**Document passage:**
## BEGIN
Attorneys for the state and Army Corps will have 35 days to answer the order, once it is accepted by the judge, or the court could deem them in default and provide relief to the property owners.
“The taxpayers respectfully request that this court enjoin the defendants from proceeding until they do what they have testified in this court that they would do – fix this problem,” the brief states.
Rand called the state’s and Army Corps’ refusal to consider an alternative fix “baffling.”
Rand notes that the city of Margate met with the state and Army Corps Aug. 23 to present an alternative plan prepared by city engineer Ed Walberg that he said would alleviate the drainage problem. The cost of installing drainage pipes would be about $9 million and would have to be done before the dunes are built.
Any water that collects behind the dunes will percolate into the sand within 24 hours, U.S. Army Corps project manager Keith Watson said at a press conference Friday, Sept. 2 on the Ventnor boardwalk.
He said there would be more surface area behind the dunes and depending on the location, the percolation area could be between 25 and 150 feet wide. However, the city would have to continue maintaining the beach as it does now, including raking the percolation area, or problems could arise, he said.
After Margate’s unsuccessful attempt to stop the project, which caused a two-year delay, the Army Corps issued a second request for bids without making any revisions to the plan. That’s what prompted the homeowners to file the lawsuit, Rand said.
“While the Army Corps revised the project bidding documents three times, it failed to address the drainage problem in Margate,” he states in the brief.
The project includes renourishment of dunes previously built in Atlantic City and Ventnor, and construction of a new berm and dune system in Margate, Longport and an eighth-mile section in south Ventnor.
According to Rochette, the design template includes a 200-foot wide berm and dune at elevation 14.75 in Atlantic City, and a 100-foot wide berm and dune at elevation 12.75 feet in Ventnor, Margate and Longport.
## END
**The exercise:** From the article on the Margate dune lawsuit, reproduce word for word the stretch from "Attorneys for the" through "the brief states.".

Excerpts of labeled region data
## BEGIN
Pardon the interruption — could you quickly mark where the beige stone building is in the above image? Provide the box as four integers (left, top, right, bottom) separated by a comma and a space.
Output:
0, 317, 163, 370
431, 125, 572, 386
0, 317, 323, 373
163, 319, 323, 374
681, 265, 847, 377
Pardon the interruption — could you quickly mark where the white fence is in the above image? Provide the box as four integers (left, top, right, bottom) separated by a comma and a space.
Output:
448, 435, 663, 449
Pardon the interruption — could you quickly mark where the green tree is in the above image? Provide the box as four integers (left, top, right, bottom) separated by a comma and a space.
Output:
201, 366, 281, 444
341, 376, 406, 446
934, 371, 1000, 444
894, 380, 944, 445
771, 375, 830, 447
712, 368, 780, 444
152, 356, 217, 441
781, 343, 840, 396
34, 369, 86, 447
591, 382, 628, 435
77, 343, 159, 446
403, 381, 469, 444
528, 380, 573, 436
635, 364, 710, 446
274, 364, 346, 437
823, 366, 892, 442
## END
**Correct result:**
Attorneys for the state and Army Corps will have 35 days to answer the order, once it is accepted by the judge, or the court could deem them in default and provide relief to the property owners.
“The taxpayers respectfully request that this court enjoin the defendants from proceeding until they do what they have testified in this court that they would do – fix this problem,” the brief states.